■ **Exercise directions**
Copy out the full article on the XCSSET Mac malware word for word.

■ **Source text**

A sneaky strain of malware dubbed XCSSET is doing the rounds via poisoned Xcode projects, mostly affecting Safari and other browsers running on a victim’s Mac.
The unorthodox infection chain has been recently discovered by a team of researchers at Trend Micro. According to their findings, malicious actors are exploiting Xcode projects to host and spread harmful payloads. For those uninitiated, Xcode is an integrated development environment (IDE) for macOS. It embraces a suite of tools for creating applications supported throughout Apple’s software ecosystem. By riddling Xcode projects with a spinoff of the XCSSET Mac malware lineage, cybercriminals can expand the attack surface significantly as the unsuspecting developers share their projects via popular repositories such as GitHub.
This campaign is additionally boosted by two zero-day exploits. One of them hinges on a vulnerability in Data Vault implementation that allows an attacker to bypass macOS defenses against unauthorized access to Safari cookies. This flaw paves the hacker’s way toward stealing cookie-related data without raising any red flags. The other exploit is leveraged to create a booby-trapped development version of Safari that’s susceptible to a number of stealth attacks.

■ **Material supplied**
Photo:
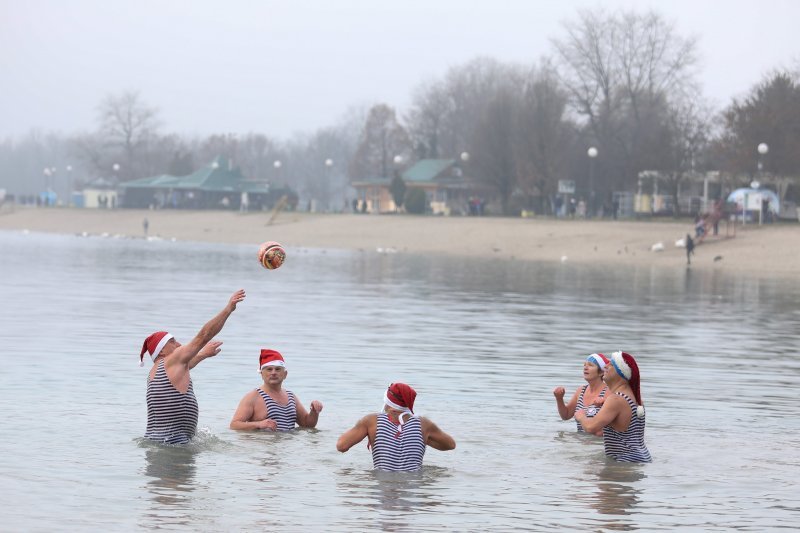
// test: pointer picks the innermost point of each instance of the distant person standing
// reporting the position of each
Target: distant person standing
(689, 249)
(172, 409)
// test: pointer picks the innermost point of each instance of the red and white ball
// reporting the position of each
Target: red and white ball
(271, 255)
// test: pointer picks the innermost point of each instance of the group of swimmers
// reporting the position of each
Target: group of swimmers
(396, 437)
(609, 405)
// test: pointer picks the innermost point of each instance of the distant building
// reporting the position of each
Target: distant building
(447, 190)
(217, 185)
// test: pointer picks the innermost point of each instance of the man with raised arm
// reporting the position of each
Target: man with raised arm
(397, 444)
(171, 405)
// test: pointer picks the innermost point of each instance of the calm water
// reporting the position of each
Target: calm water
(483, 343)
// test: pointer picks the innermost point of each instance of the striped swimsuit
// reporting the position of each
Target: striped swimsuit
(171, 415)
(590, 410)
(627, 446)
(284, 415)
(398, 454)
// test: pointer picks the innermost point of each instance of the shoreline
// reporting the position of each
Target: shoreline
(766, 250)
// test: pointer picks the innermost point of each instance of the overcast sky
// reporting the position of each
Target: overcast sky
(281, 67)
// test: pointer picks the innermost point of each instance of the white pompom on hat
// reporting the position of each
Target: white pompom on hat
(154, 344)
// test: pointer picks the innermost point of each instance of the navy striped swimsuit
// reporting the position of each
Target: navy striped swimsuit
(171, 414)
(627, 446)
(590, 410)
(284, 415)
(395, 453)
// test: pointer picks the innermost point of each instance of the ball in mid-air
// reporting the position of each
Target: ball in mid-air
(271, 255)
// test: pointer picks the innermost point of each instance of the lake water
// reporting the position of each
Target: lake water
(484, 342)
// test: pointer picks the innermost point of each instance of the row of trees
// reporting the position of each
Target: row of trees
(624, 83)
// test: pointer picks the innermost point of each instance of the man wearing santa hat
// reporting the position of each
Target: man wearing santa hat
(622, 416)
(270, 406)
(396, 436)
(171, 405)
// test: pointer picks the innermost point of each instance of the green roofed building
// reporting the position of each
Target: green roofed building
(217, 185)
(447, 190)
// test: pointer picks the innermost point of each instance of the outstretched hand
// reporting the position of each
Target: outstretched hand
(237, 297)
(210, 350)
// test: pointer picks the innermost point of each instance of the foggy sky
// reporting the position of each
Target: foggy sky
(281, 67)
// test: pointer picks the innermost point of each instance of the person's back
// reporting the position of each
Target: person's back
(171, 415)
(398, 451)
(397, 436)
(627, 446)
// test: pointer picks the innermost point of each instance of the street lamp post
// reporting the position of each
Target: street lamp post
(762, 148)
(328, 167)
(592, 153)
(69, 185)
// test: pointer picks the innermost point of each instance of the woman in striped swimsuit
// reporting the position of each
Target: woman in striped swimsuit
(589, 396)
(397, 436)
(270, 406)
(622, 415)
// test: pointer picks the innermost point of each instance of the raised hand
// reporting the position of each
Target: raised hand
(237, 297)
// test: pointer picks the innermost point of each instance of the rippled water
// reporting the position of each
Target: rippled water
(483, 343)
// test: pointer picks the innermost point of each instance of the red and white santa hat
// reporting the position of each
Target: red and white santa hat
(154, 344)
(598, 359)
(626, 367)
(400, 397)
(270, 358)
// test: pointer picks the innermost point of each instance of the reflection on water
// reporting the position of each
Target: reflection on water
(617, 492)
(396, 495)
(170, 480)
(483, 343)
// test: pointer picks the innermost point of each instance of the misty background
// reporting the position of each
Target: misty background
(126, 90)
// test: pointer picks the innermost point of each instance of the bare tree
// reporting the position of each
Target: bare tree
(494, 146)
(686, 136)
(622, 70)
(546, 137)
(127, 124)
(382, 139)
(770, 113)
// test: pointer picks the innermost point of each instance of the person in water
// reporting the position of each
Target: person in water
(589, 396)
(270, 406)
(171, 404)
(396, 436)
(622, 417)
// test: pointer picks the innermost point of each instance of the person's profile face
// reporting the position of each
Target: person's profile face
(273, 373)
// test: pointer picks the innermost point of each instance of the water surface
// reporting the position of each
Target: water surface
(484, 343)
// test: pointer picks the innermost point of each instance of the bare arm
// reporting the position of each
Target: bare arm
(566, 411)
(305, 418)
(186, 353)
(243, 417)
(209, 350)
(436, 438)
(354, 435)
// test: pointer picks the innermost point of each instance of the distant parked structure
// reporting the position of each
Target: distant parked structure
(218, 185)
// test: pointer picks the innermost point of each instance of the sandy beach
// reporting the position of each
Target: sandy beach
(767, 250)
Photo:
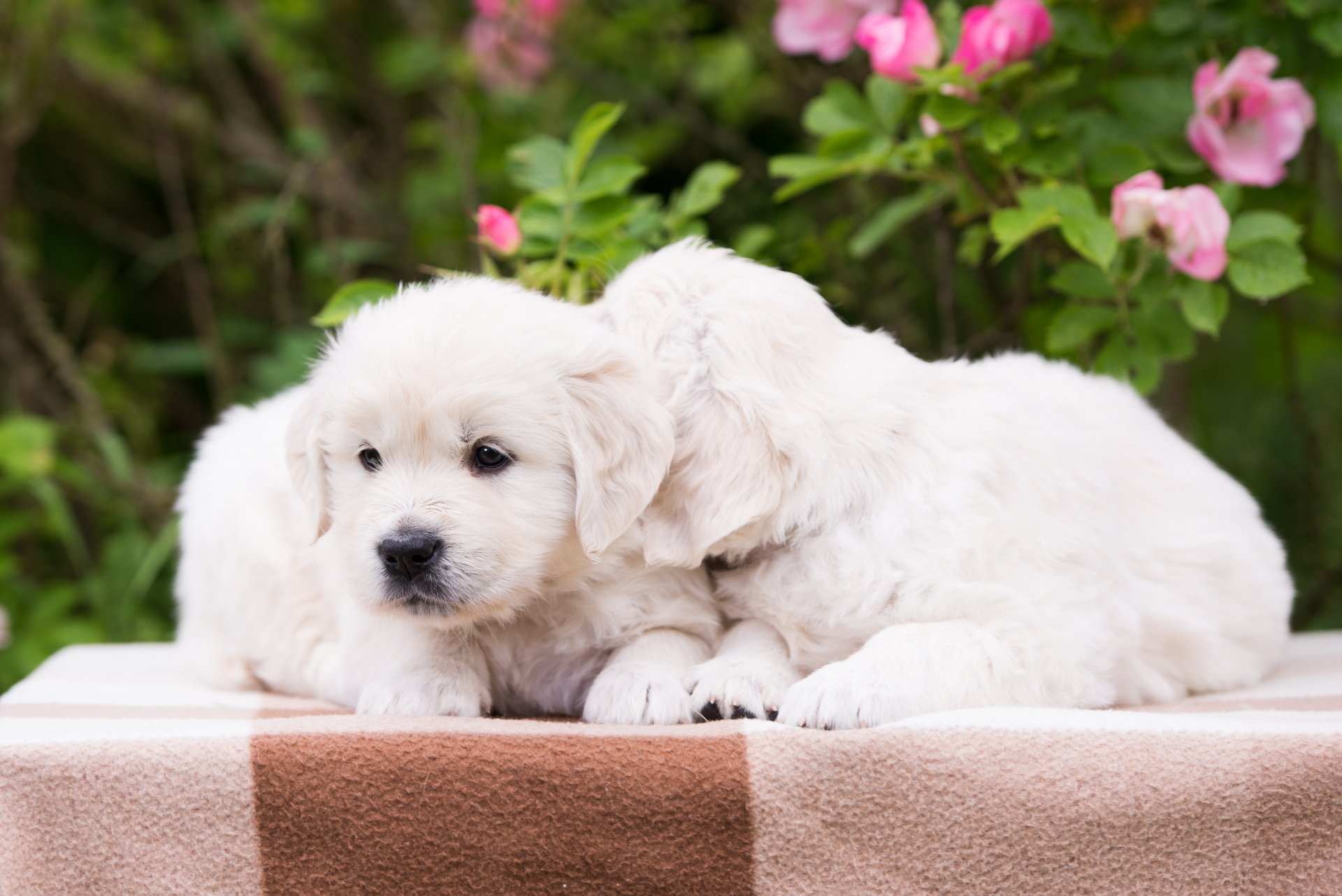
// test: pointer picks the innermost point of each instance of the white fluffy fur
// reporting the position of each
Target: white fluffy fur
(914, 537)
(551, 605)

■ **Answer to this task**
A sneaky strain of malware dubbed XCSSET is doing the rounds via poisoned Xcode projects, mostly affecting Safari and other browsers running on a victim’s Mac.
The unorthodox infection chain has been recently discovered by a team of researchers at Trend Micro. According to their findings, malicious actors are exploiting Xcode projects to host and spread harmful payloads. For those uninitiated, Xcode is an integrated development environment (IDE) for macOS. It embraces a suite of tools for creating applications supported throughout Apple’s software ecosystem. By riddling Xcode projects with a spinoff of the XCSSET Mac malware lineage, cybercriminals can expand the attack surface significantly as the unsuspecting developers share their projects via popular repositories such as GitHub.
This campaign is additionally boosted by two zero-day exploits. One of them hinges on a vulnerability in Data Vault implementation that allows an attacker to bypass macOS defenses against unauthorized access to Safari cookies. This flaw paves the hacker’s way toward stealing cookie-related data without raising any red flags. The other exploit is leveraged to create a booby-trapped development version of Safari that’s susceptible to a number of stealth attacks.